What is required:
Format the items, from the line containing "# Provide the mask of every instance of the white" through the final line of the items, as a Markdown table with the columns Row and Line. Give one numbered row per line and leave out blank lines.

Records for the task:
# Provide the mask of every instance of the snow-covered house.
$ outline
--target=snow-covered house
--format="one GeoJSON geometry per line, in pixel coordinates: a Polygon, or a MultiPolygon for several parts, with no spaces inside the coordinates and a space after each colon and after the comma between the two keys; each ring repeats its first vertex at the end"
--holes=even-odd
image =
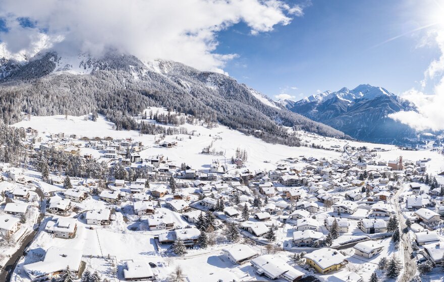
{"type": "Polygon", "coordinates": [[[228,258],[229,260],[235,264],[242,264],[257,256],[256,252],[243,244],[223,249],[222,251],[228,258]]]}
{"type": "Polygon", "coordinates": [[[25,264],[23,269],[33,282],[44,281],[59,278],[68,266],[77,275],[81,261],[80,250],[51,247],[43,260],[25,264]]]}
{"type": "Polygon", "coordinates": [[[271,280],[282,278],[293,282],[301,279],[305,275],[283,259],[272,255],[263,255],[250,261],[256,272],[271,280]]]}
{"type": "Polygon", "coordinates": [[[346,257],[339,251],[323,248],[306,254],[307,264],[321,274],[338,270],[347,264],[346,257]]]}
{"type": "Polygon", "coordinates": [[[415,211],[414,214],[418,220],[426,224],[437,223],[440,220],[439,214],[428,208],[420,208],[415,211]]]}
{"type": "Polygon", "coordinates": [[[152,202],[149,201],[138,201],[133,204],[134,214],[138,216],[146,216],[154,213],[152,202]]]}
{"type": "Polygon", "coordinates": [[[85,218],[87,224],[109,225],[111,224],[111,211],[108,209],[88,210],[85,218]]]}
{"type": "Polygon", "coordinates": [[[10,237],[20,228],[19,219],[9,215],[0,216],[0,235],[5,238],[10,237]]]}
{"type": "Polygon", "coordinates": [[[371,258],[382,251],[383,246],[374,241],[360,242],[355,245],[355,254],[366,258],[371,258]]]}

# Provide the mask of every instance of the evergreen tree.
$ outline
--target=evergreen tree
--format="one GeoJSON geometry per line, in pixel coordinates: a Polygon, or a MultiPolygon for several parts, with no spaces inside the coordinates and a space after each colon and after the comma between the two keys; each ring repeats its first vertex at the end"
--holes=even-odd
{"type": "Polygon", "coordinates": [[[248,207],[247,206],[247,204],[245,203],[244,204],[244,208],[242,209],[242,219],[244,220],[244,221],[246,221],[248,220],[249,218],[250,212],[248,211],[248,207]]]}
{"type": "Polygon", "coordinates": [[[176,239],[173,244],[173,251],[179,256],[182,256],[187,253],[187,249],[182,239],[180,238],[176,239]]]}
{"type": "Polygon", "coordinates": [[[67,175],[63,181],[63,188],[65,189],[72,189],[73,184],[71,184],[71,180],[70,179],[69,176],[67,175]]]}
{"type": "Polygon", "coordinates": [[[387,258],[385,257],[382,257],[381,258],[381,259],[379,260],[379,263],[378,263],[378,269],[385,269],[385,266],[387,265],[387,258]]]}
{"type": "Polygon", "coordinates": [[[335,220],[333,221],[333,224],[331,225],[331,227],[330,228],[330,236],[332,239],[337,239],[339,237],[338,228],[338,222],[336,221],[336,219],[335,219],[335,220]]]}
{"type": "Polygon", "coordinates": [[[273,242],[276,240],[276,234],[274,234],[274,230],[272,227],[270,227],[268,232],[265,233],[265,237],[270,242],[273,242]]]}
{"type": "Polygon", "coordinates": [[[399,234],[399,228],[397,228],[393,233],[393,235],[392,235],[392,240],[395,243],[398,243],[399,242],[401,236],[399,234]]]}
{"type": "Polygon", "coordinates": [[[204,230],[200,231],[200,235],[199,235],[198,238],[199,244],[202,249],[206,249],[208,245],[208,236],[206,235],[206,232],[204,230]]]}
{"type": "Polygon", "coordinates": [[[390,278],[395,278],[399,275],[401,271],[401,264],[394,255],[387,262],[385,274],[390,278]]]}
{"type": "Polygon", "coordinates": [[[232,242],[234,242],[239,238],[239,235],[237,225],[234,222],[229,223],[228,229],[227,230],[227,238],[232,242]]]}
{"type": "Polygon", "coordinates": [[[76,278],[70,269],[69,266],[67,266],[64,270],[63,273],[61,275],[61,278],[62,282],[74,282],[74,279],[76,278]]]}
{"type": "Polygon", "coordinates": [[[94,271],[94,273],[91,275],[91,282],[100,282],[101,280],[102,279],[100,278],[99,272],[97,272],[97,270],[94,271]]]}
{"type": "Polygon", "coordinates": [[[47,163],[43,163],[42,166],[42,180],[45,182],[49,181],[49,168],[47,163]]]}
{"type": "Polygon", "coordinates": [[[81,282],[91,282],[91,272],[88,269],[85,269],[82,274],[81,282]]]}
{"type": "Polygon", "coordinates": [[[205,230],[206,229],[206,221],[205,220],[205,217],[203,216],[203,213],[200,212],[200,214],[197,217],[197,222],[196,223],[196,227],[199,230],[205,230]]]}
{"type": "Polygon", "coordinates": [[[25,214],[20,215],[20,223],[22,224],[26,223],[26,216],[25,215],[25,214]]]}
{"type": "Polygon", "coordinates": [[[329,247],[333,244],[333,238],[331,238],[331,235],[330,235],[330,233],[327,235],[327,237],[325,237],[325,239],[324,240],[324,245],[326,246],[327,247],[329,247]]]}
{"type": "Polygon", "coordinates": [[[371,273],[371,276],[370,276],[370,280],[369,282],[378,282],[379,279],[378,279],[378,275],[376,274],[376,272],[374,272],[371,273]]]}
{"type": "Polygon", "coordinates": [[[176,193],[176,180],[175,180],[174,177],[173,177],[173,175],[170,177],[170,188],[171,188],[171,192],[174,194],[176,193]]]}
{"type": "Polygon", "coordinates": [[[398,229],[398,225],[399,223],[398,222],[398,219],[396,218],[396,216],[392,216],[390,217],[390,219],[388,220],[388,222],[387,223],[387,231],[393,232],[398,229]]]}
{"type": "Polygon", "coordinates": [[[211,226],[214,230],[216,229],[216,217],[214,216],[214,215],[213,215],[211,211],[208,210],[206,212],[206,214],[205,214],[205,221],[207,229],[211,226]]]}

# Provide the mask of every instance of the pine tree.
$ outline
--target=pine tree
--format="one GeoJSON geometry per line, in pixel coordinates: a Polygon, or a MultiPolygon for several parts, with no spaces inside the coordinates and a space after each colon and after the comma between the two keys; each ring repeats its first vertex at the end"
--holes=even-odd
{"type": "Polygon", "coordinates": [[[239,238],[239,230],[236,223],[232,222],[228,224],[227,238],[232,242],[237,241],[239,238]]]}
{"type": "Polygon", "coordinates": [[[330,228],[330,236],[332,239],[337,239],[339,237],[338,228],[338,222],[336,221],[336,219],[335,219],[335,220],[333,221],[333,224],[331,225],[331,227],[330,228]]]}
{"type": "Polygon", "coordinates": [[[244,221],[246,221],[249,218],[250,212],[248,212],[248,207],[247,206],[247,204],[245,203],[244,204],[244,208],[242,209],[242,219],[244,220],[244,221]]]}
{"type": "Polygon", "coordinates": [[[171,192],[174,194],[176,193],[176,180],[175,180],[174,177],[173,177],[173,175],[170,177],[170,188],[171,188],[171,192]]]}
{"type": "Polygon", "coordinates": [[[70,179],[69,176],[67,175],[63,181],[63,188],[65,189],[72,189],[73,184],[71,184],[71,180],[70,179]]]}
{"type": "Polygon", "coordinates": [[[62,278],[61,279],[62,282],[74,282],[74,279],[76,278],[74,277],[74,274],[73,274],[73,272],[70,269],[69,265],[64,270],[63,274],[61,275],[61,278],[62,278]]]}
{"type": "Polygon", "coordinates": [[[276,234],[274,234],[274,230],[272,227],[270,227],[268,232],[265,234],[265,237],[270,242],[273,242],[276,240],[276,234]]]}
{"type": "Polygon", "coordinates": [[[101,280],[102,279],[100,278],[99,273],[97,271],[94,271],[94,273],[91,275],[91,282],[100,282],[101,280]]]}
{"type": "Polygon", "coordinates": [[[91,282],[91,272],[87,269],[85,269],[82,275],[81,282],[91,282]]]}
{"type": "Polygon", "coordinates": [[[401,236],[399,234],[399,228],[397,228],[395,232],[393,232],[393,235],[392,235],[392,240],[395,243],[397,243],[399,242],[399,240],[401,239],[401,236]]]}
{"type": "Polygon", "coordinates": [[[182,239],[179,238],[176,239],[173,244],[173,251],[177,255],[182,256],[187,253],[187,249],[182,239]]]}
{"type": "Polygon", "coordinates": [[[206,232],[201,230],[200,235],[199,235],[199,244],[202,249],[206,249],[208,247],[208,239],[206,235],[206,232]]]}
{"type": "Polygon", "coordinates": [[[330,235],[330,233],[328,233],[327,237],[324,240],[324,244],[327,247],[329,247],[333,244],[333,238],[331,238],[331,235],[330,235]]]}
{"type": "Polygon", "coordinates": [[[214,216],[214,215],[213,215],[211,211],[208,210],[206,212],[206,214],[205,214],[205,221],[207,229],[211,226],[214,228],[214,230],[216,229],[216,217],[214,216]]]}
{"type": "Polygon", "coordinates": [[[390,278],[395,278],[399,275],[401,271],[401,264],[394,255],[387,262],[385,274],[390,278]]]}
{"type": "Polygon", "coordinates": [[[393,232],[398,228],[399,223],[396,216],[392,216],[387,223],[387,231],[393,232]]]}
{"type": "Polygon", "coordinates": [[[26,223],[26,216],[25,215],[25,214],[20,215],[20,223],[22,224],[26,223]]]}
{"type": "Polygon", "coordinates": [[[206,222],[203,213],[200,212],[200,214],[197,217],[197,222],[196,223],[196,227],[199,230],[205,230],[206,229],[206,222]]]}

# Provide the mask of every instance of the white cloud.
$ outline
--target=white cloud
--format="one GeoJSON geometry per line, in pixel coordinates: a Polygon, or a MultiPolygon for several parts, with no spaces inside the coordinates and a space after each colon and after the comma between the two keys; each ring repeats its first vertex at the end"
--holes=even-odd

Solution for this exercise:
| Row | Line |
|---|---|
| 1 | # Provide the mask of every instance of the white cloud. |
| 2 | $ outline |
| 3 | --target=white cloud |
| 4 | --format="one GeoJSON geometry per line, in pixel coordinates: a Polygon, or a MultiPolygon for several parts, with no spaces inside the coordinates and a space after each colon and after the comma between the two keys; each ring repeats its first vertex at the end" |
| 5 | --holes=even-odd |